▶ **Input data**
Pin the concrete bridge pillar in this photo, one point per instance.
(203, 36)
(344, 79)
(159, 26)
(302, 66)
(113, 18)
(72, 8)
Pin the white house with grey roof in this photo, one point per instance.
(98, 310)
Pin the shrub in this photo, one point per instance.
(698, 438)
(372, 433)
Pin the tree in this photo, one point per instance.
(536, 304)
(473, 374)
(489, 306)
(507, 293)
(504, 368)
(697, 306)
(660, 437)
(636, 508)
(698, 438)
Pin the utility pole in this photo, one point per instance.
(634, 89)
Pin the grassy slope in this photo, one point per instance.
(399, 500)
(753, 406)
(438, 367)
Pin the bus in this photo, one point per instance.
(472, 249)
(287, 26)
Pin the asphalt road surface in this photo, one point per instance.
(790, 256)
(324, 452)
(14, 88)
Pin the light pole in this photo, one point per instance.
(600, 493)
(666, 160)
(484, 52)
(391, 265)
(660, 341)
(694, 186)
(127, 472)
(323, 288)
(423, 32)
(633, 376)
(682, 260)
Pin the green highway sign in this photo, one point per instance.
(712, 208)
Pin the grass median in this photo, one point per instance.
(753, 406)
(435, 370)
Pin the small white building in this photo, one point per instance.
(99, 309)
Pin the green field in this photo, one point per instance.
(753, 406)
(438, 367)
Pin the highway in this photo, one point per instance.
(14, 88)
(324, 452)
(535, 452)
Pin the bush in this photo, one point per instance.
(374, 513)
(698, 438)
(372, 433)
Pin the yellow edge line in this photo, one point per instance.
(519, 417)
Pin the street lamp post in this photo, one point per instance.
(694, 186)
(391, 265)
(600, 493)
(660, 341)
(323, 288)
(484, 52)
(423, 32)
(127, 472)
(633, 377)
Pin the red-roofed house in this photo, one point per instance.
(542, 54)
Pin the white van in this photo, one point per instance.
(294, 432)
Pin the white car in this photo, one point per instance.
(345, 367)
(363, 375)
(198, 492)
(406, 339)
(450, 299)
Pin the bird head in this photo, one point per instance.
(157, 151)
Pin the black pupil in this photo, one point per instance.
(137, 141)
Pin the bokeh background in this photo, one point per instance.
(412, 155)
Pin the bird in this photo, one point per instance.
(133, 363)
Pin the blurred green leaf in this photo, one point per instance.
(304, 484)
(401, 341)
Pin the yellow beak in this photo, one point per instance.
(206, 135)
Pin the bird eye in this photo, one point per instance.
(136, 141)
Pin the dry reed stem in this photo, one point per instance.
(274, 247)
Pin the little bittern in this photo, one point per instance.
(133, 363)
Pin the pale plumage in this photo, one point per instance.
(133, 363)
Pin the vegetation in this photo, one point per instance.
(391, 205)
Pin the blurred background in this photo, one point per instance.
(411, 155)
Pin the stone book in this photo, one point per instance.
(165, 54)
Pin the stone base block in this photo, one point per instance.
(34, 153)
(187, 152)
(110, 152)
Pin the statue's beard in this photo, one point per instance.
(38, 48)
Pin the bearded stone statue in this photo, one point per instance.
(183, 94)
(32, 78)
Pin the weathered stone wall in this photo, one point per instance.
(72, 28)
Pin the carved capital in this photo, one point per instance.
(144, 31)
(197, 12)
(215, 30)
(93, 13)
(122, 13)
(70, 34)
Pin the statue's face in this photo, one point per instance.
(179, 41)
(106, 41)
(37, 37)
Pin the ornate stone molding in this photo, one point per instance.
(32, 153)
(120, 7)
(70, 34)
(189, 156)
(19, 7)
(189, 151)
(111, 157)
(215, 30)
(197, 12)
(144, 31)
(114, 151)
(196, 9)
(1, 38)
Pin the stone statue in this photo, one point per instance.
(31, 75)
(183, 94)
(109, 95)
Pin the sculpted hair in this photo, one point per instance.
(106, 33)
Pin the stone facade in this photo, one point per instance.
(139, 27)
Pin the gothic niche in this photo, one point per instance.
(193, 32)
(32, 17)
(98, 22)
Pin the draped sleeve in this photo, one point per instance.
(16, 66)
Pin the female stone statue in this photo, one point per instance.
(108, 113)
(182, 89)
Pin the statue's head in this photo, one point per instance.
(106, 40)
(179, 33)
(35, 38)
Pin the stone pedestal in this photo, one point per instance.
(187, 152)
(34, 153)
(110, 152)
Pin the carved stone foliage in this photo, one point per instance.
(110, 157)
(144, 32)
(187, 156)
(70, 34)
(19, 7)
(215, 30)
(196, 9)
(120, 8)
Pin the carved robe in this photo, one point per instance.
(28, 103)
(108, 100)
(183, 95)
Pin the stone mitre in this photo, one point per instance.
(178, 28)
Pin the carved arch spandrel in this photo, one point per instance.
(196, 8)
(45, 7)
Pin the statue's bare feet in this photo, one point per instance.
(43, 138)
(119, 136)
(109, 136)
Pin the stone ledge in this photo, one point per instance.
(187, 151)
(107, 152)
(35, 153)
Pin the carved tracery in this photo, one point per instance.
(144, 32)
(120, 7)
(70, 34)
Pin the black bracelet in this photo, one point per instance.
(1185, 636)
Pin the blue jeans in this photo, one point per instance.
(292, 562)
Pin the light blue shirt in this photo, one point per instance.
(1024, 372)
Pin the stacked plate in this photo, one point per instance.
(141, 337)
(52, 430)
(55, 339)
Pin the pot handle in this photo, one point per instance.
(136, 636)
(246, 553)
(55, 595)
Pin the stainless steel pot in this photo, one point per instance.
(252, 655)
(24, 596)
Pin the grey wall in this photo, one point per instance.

▶ **Problem details**
Nothing in the data may differ; print all of it exactly as written.

▶ **Exercise response**
Pin the concrete bridge pillar in this photo, one point per instance.
(203, 36)
(344, 79)
(159, 26)
(302, 66)
(113, 18)
(72, 8)
Pin the white house with grey roof in this photo, one point per instance.
(98, 310)
Pin the shrub in this photo, one point per instance.
(698, 438)
(372, 433)
Pin the tree in this photo, one point per instance.
(536, 304)
(473, 374)
(489, 306)
(507, 293)
(504, 368)
(697, 306)
(660, 437)
(636, 508)
(698, 438)
Pin the utility pole in this photo, one point per instance.
(634, 89)
Pin the grassy slope in this photo, one point per instance.
(399, 500)
(753, 406)
(438, 367)
Pin the bus in this photo, one point per instance.
(472, 249)
(287, 26)
Pin the asphalt road surface in this photo, one point per instance.
(790, 256)
(324, 452)
(14, 88)
Pin the light pole in this photo, one point per instance.
(600, 493)
(666, 160)
(484, 52)
(391, 265)
(660, 341)
(694, 186)
(127, 472)
(323, 288)
(423, 32)
(633, 376)
(682, 260)
Pin the green highway sign in this photo, one point per instance.
(712, 208)
Pin the grass median in this photo, one point per instance.
(753, 406)
(435, 370)
Pin the small white building in this photo, one point per instance.
(99, 309)
Pin the green field in this photo, one point per instance.
(753, 406)
(438, 367)
Pin the highway in this photo, one point per instance.
(14, 88)
(324, 452)
(535, 452)
Pin the bush in this photo, one point per instance.
(374, 513)
(698, 438)
(372, 433)
Pin the yellow edge line in this photo, one point per instance.
(519, 417)
Pin the street lamp post in this photo, one point per instance.
(694, 186)
(391, 265)
(600, 493)
(660, 341)
(323, 288)
(484, 52)
(423, 32)
(127, 472)
(633, 377)
Pin the red-roofed house in this photo, one point per instance.
(542, 54)
Pin the white van in this photo, one point per instance.
(294, 432)
Pin the white car in this photo, one point per instance.
(345, 367)
(363, 375)
(198, 492)
(406, 339)
(450, 299)
Pin the bird head in this photo, one point per instance.
(157, 151)
Pin the black pupil in this photo, one point per instance.
(137, 141)
Pin the bokeh background in this photo, one point per instance.
(412, 155)
Pin the bird in this photo, one point per instance.
(133, 363)
Pin the blurred green leaf in this photo, one point per instance.
(304, 484)
(401, 341)
Pin the yellow beak in this photo, one point per instance.
(206, 135)
Pin the bird eye in this photo, one point per instance.
(136, 141)
Pin the dry reed stem in this photo, one point per instance.
(274, 247)
Pin the little bittern in this photo, one point per instance.
(133, 363)
Pin the pale plumage in this photo, one point per instance.
(133, 363)
Pin the vegetation in this photo, one point per instance.
(391, 205)
Pin the blurred background in this photo, one point per instance.
(411, 155)
Pin the stone book in this photo, one point per instance.
(165, 54)
Pin the stone base block in this photo, one point per instance.
(34, 153)
(187, 152)
(110, 152)
Pin the statue's beard in this photo, one point per instance.
(38, 48)
Pin the bearded stone statue in this photo, one point per instance.
(183, 94)
(32, 78)
Pin the weathered stone wall in this photo, one point per instance.
(72, 28)
Pin the carved capital in this photo, one point per instance.
(144, 31)
(197, 12)
(215, 30)
(93, 13)
(122, 13)
(70, 34)
Pin the statue's face in this photo, one point per instance.
(179, 41)
(106, 41)
(37, 37)
Pin the ornate stone molding in this photo, one point per instance.
(32, 153)
(120, 7)
(70, 34)
(189, 156)
(19, 7)
(189, 151)
(111, 157)
(215, 30)
(197, 12)
(144, 31)
(114, 151)
(196, 9)
(1, 38)
Pin the stone statue in this photo, one point per instance.
(31, 75)
(183, 94)
(109, 95)
Pin the sculpted hair in this photo, one point per instance.
(106, 33)
Pin the stone facade in this photo, one point per instance.
(139, 27)
Pin the gothic niche in this photo, one point per instance.
(193, 32)
(32, 17)
(98, 22)
Pin the draped sleeve in this photo, one point per instance.
(16, 66)
Pin the female stone statue in this photo, one point per instance.
(108, 113)
(182, 89)
Pin the statue's head in this photo, one point per instance.
(106, 40)
(179, 33)
(35, 38)
Pin the stone pedestal in this photo, one point per instance.
(187, 152)
(34, 153)
(110, 152)
Pin the carved stone foliage in this photo, one point per instance.
(110, 157)
(144, 32)
(187, 156)
(70, 34)
(19, 7)
(215, 30)
(196, 9)
(120, 8)
Pin the carved robe in this photo, one point per instance.
(28, 103)
(108, 100)
(183, 95)
Pin the stone mitre in this photo, one point per instance.
(178, 28)
Pin the carved arch spandrel in this photo, one point per instance.
(196, 8)
(45, 7)
Pin the statue's bare feet in this photo, one point per instance.
(43, 138)
(119, 136)
(109, 136)
Pin the stone ledge in this photo, one point per instance.
(187, 151)
(107, 152)
(35, 153)
Pin the carved tracery in this photo, one point per instance.
(144, 32)
(120, 7)
(70, 34)
Pin the black bracelet in this photo, one point per instance.
(1185, 636)
Pin the blue jeans in this photo, one point per instance.
(292, 562)
Pin the light blue shirt in this photo, one point per instance.
(1024, 372)
Pin the stacked plate in this photo, one point per instance.
(141, 337)
(52, 430)
(55, 339)
Pin the pot handle in this photo, one point per instance.
(136, 636)
(246, 553)
(55, 595)
Pin the stainless steel pot in this photo, one point per instance.
(252, 655)
(24, 596)
Pin the grey wall in this photo, one point per instance.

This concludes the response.